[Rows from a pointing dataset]

###

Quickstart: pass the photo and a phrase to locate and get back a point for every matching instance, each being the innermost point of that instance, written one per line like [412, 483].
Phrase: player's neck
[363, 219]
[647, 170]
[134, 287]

###

Reproduce every line of the data above word for word.

Quickstart: pass the photo and a phrase to locate and get back a point for every matching instance, each being the innermost point of that instance, written one per line like [412, 483].
Phrase: player's neck
[363, 219]
[647, 170]
[134, 287]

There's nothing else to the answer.